OBJECTIVE:
Pick out each line of the data below that contains the string "sphinx", matching case exactly, and copy those lines.

%%

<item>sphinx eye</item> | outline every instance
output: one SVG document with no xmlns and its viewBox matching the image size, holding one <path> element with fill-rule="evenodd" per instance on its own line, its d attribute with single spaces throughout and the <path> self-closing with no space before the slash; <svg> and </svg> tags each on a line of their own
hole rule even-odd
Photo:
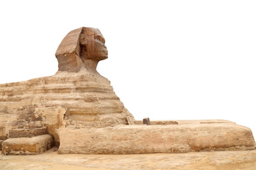
<svg viewBox="0 0 256 170">
<path fill-rule="evenodd" d="M 100 36 L 99 35 L 95 35 L 94 38 L 95 40 L 98 40 L 99 41 L 102 42 L 102 43 L 105 43 L 104 38 L 102 38 L 102 36 Z"/>
</svg>

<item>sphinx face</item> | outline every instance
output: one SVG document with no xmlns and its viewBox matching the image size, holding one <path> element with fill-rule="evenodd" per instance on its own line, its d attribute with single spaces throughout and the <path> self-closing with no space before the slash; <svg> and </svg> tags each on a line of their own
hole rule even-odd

%%

ANSWER FOR THIS EXERCISE:
<item>sphinx eye</item> | outline every instance
<item>sphinx face</item> | outline every instance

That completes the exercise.